EXERCISE PROMPT:
Find every line in the data below that contains the word "horizon", and copy each of those lines. Case counts.

-- start of DATA ENTRIES --

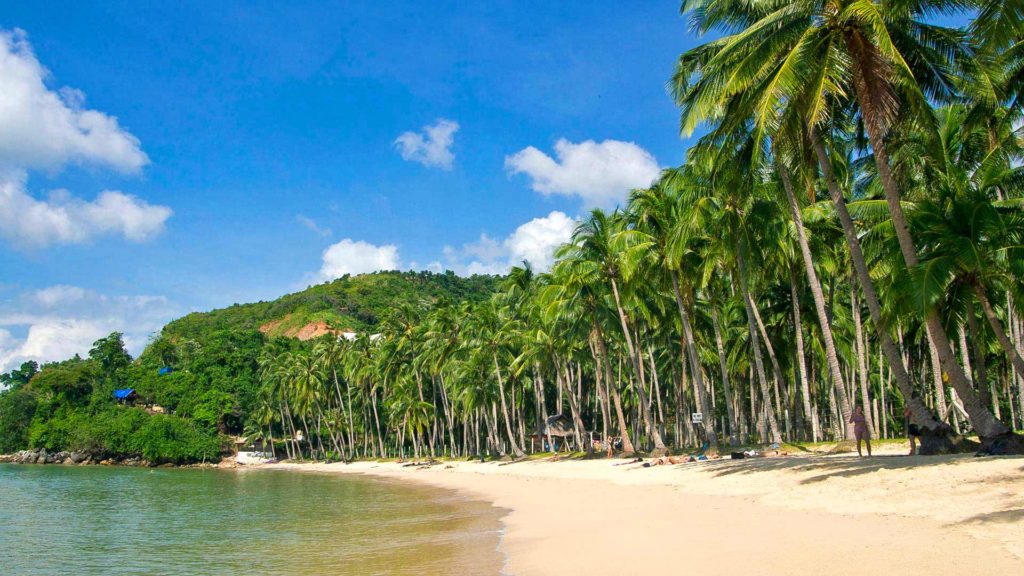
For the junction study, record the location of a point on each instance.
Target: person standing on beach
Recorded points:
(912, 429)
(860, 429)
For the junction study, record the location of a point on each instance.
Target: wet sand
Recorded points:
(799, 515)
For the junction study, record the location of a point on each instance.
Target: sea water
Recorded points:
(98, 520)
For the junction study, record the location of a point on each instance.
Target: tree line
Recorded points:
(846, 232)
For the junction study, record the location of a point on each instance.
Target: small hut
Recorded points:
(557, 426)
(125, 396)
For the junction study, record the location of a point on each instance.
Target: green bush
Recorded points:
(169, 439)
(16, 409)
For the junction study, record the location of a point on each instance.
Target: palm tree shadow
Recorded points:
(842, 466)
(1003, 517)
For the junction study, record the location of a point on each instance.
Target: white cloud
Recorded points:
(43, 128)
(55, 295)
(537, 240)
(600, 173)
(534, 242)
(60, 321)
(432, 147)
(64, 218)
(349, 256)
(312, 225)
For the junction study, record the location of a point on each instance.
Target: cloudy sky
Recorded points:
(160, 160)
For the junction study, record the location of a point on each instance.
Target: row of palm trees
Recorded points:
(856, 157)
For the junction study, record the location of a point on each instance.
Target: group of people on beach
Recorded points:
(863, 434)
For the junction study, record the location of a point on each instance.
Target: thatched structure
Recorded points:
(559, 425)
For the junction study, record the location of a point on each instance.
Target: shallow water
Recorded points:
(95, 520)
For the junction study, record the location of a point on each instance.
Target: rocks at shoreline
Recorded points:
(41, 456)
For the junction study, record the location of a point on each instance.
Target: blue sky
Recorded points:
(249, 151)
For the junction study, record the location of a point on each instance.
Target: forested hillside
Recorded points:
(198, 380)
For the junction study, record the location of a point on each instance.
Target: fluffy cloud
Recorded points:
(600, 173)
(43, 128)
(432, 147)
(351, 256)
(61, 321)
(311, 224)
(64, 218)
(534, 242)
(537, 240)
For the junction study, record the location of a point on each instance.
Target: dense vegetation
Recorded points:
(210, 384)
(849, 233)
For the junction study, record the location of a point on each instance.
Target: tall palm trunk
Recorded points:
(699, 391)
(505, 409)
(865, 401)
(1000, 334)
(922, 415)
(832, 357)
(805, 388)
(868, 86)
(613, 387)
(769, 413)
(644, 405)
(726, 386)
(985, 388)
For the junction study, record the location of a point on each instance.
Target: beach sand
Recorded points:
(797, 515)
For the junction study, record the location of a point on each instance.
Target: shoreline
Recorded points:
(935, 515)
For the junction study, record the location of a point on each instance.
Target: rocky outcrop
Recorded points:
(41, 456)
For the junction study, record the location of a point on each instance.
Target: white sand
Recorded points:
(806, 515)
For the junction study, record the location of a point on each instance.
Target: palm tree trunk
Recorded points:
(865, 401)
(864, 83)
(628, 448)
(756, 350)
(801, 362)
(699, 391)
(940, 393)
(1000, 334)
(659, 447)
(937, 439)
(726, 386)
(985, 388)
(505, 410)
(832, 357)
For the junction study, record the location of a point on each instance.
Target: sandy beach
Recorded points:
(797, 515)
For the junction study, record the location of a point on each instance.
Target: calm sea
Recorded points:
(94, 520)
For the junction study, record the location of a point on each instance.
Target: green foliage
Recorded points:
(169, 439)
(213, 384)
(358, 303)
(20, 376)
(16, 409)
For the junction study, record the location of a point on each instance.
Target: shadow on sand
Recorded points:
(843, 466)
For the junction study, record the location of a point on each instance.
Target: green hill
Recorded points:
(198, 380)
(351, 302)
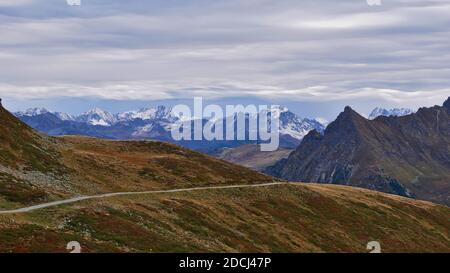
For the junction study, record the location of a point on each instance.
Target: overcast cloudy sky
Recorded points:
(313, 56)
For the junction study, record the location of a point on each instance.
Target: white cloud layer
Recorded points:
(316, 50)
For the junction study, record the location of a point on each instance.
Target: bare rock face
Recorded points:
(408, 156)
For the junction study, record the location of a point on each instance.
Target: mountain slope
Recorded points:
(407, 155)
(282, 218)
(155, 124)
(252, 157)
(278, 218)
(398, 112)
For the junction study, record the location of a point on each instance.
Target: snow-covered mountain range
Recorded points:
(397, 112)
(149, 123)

-- end of DATA ENTRIES --
-- start of DATA ENTRIES --

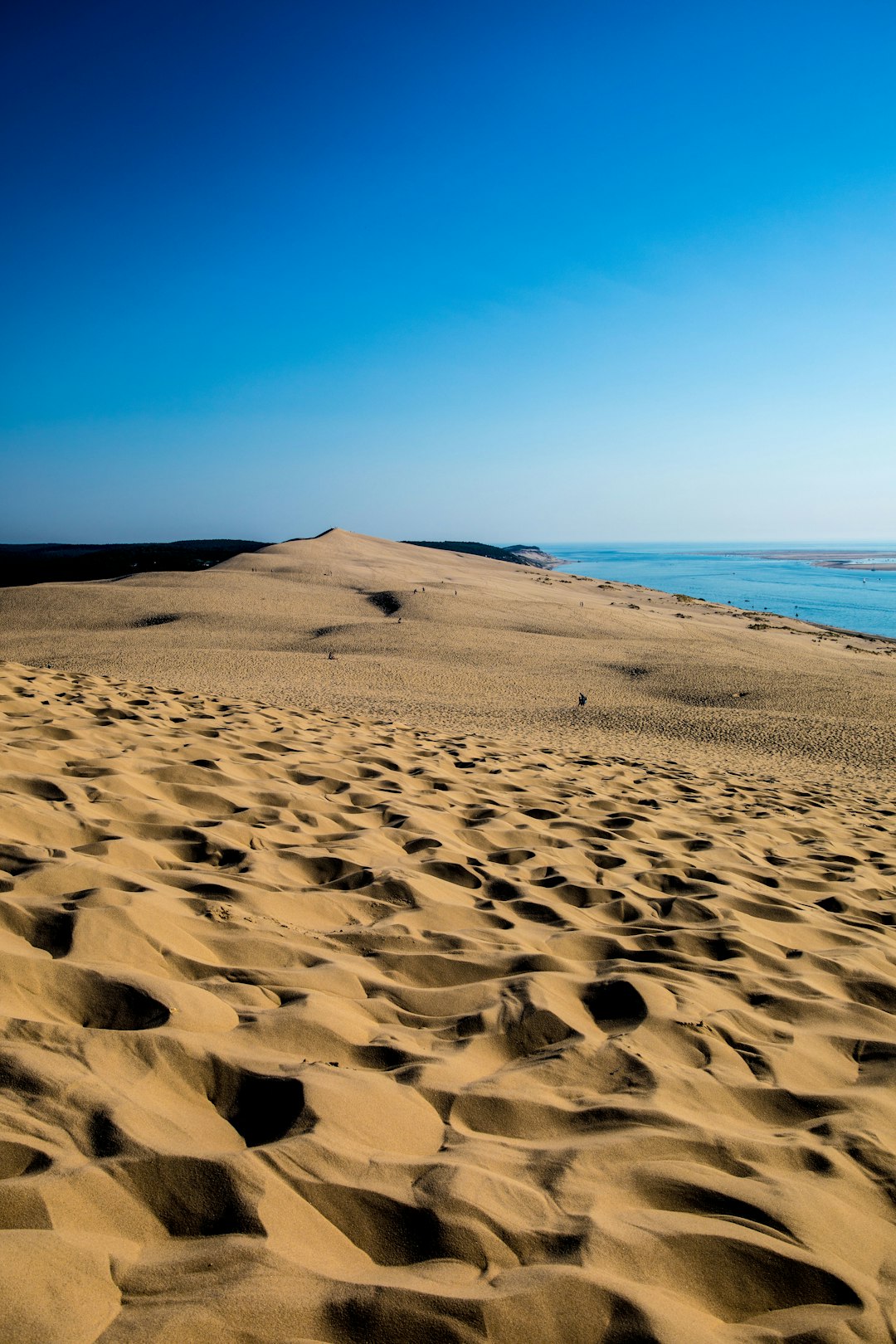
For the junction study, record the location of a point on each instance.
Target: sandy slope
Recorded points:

-- end of DATA ENTRIES --
-- start of DATA ENTRIES --

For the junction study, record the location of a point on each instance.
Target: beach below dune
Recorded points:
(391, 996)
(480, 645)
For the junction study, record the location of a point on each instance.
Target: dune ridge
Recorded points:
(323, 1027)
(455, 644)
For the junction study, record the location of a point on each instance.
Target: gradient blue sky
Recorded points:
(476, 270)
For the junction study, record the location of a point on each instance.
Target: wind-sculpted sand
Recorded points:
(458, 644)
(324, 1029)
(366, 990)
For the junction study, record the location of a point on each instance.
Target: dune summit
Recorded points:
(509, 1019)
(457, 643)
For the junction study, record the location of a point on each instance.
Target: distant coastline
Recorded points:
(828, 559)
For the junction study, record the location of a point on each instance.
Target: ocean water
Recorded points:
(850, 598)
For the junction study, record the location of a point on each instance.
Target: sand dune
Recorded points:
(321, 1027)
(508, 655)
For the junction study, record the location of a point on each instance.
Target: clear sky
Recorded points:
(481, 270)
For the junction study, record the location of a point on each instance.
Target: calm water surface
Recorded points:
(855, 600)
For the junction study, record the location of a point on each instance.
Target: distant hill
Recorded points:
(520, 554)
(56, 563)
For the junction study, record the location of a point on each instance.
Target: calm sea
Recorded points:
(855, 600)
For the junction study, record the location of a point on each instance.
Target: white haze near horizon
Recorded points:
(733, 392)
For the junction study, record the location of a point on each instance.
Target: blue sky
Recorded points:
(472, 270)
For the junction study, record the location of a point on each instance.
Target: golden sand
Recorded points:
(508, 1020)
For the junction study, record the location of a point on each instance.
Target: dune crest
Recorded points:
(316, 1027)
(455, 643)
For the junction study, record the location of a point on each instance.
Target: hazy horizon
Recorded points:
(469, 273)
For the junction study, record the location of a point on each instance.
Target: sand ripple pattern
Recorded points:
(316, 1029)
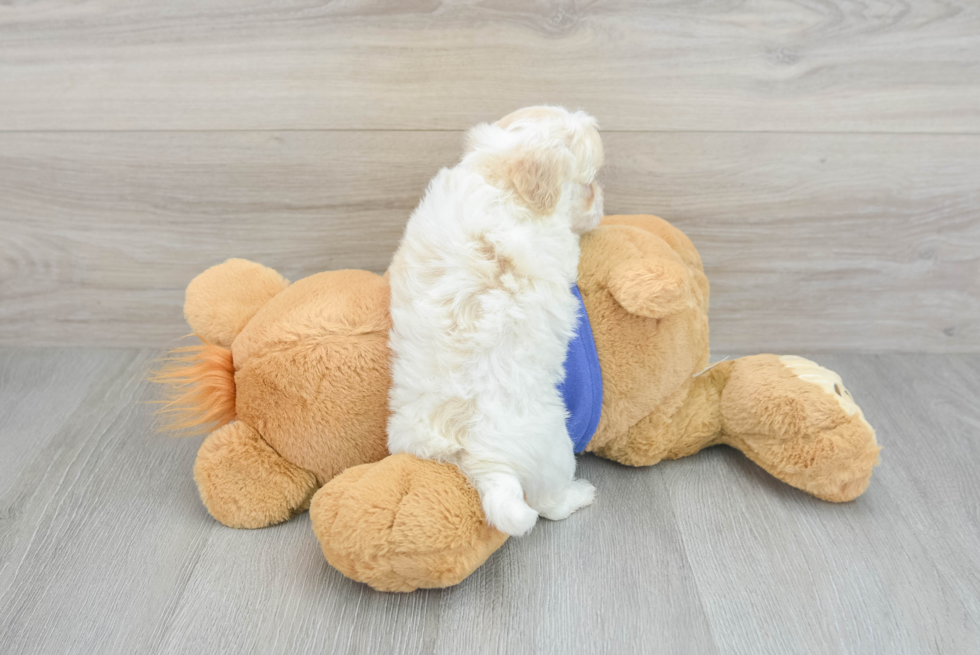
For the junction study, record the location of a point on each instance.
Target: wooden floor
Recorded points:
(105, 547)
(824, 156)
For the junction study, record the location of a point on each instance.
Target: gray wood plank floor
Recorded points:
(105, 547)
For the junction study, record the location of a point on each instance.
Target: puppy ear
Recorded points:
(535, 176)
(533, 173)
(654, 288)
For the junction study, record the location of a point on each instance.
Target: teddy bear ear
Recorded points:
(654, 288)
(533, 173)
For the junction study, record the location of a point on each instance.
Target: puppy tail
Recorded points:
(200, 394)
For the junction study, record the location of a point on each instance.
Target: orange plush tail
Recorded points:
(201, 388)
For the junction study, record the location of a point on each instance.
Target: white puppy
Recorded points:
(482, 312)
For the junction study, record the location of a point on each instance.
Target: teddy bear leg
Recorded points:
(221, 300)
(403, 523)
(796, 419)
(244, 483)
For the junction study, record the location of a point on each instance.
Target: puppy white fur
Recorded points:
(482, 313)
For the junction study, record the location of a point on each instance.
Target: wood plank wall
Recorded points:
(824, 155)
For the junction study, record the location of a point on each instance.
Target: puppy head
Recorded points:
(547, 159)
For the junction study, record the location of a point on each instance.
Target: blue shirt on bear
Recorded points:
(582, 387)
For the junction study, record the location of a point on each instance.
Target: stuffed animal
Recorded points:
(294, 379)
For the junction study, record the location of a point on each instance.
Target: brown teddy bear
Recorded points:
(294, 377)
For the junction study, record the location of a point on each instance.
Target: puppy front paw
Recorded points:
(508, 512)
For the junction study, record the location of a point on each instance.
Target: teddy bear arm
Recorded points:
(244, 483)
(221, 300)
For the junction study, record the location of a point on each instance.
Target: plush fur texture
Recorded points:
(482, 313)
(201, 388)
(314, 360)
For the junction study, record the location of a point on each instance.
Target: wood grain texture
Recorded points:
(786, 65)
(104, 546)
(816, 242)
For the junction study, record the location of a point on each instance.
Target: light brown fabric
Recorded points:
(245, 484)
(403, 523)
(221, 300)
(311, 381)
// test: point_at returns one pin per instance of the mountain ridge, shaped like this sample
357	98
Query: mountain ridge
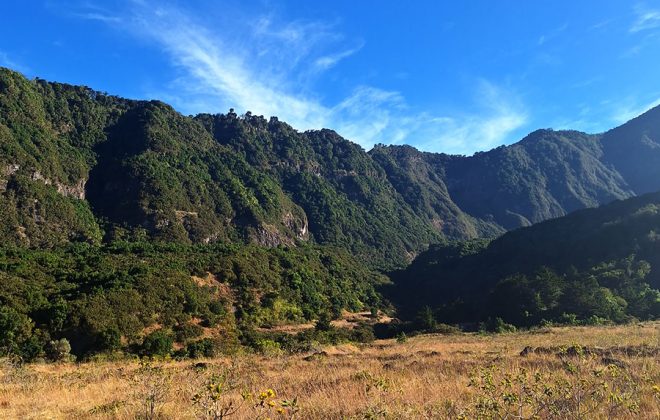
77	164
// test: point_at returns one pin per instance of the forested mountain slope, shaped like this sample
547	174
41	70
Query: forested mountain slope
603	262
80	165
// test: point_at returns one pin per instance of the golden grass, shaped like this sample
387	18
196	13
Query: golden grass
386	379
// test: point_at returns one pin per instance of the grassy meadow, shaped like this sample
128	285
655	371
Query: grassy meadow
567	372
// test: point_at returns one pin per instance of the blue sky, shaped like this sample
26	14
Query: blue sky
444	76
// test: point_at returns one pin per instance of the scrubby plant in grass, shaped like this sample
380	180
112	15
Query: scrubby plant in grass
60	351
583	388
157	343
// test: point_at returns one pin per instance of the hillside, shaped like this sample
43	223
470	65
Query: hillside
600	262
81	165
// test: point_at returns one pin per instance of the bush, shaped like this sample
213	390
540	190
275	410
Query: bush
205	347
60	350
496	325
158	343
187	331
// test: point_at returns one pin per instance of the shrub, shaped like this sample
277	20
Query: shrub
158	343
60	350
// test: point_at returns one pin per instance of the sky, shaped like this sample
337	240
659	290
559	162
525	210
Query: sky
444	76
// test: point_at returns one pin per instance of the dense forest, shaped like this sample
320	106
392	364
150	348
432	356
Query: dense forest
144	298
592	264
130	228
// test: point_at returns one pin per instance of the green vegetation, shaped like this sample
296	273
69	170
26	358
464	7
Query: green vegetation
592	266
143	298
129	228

-- end of DATA ENTRIES --

EXERCISE SOLUTION:
Target: white haze near horizon
Target: hazy horizon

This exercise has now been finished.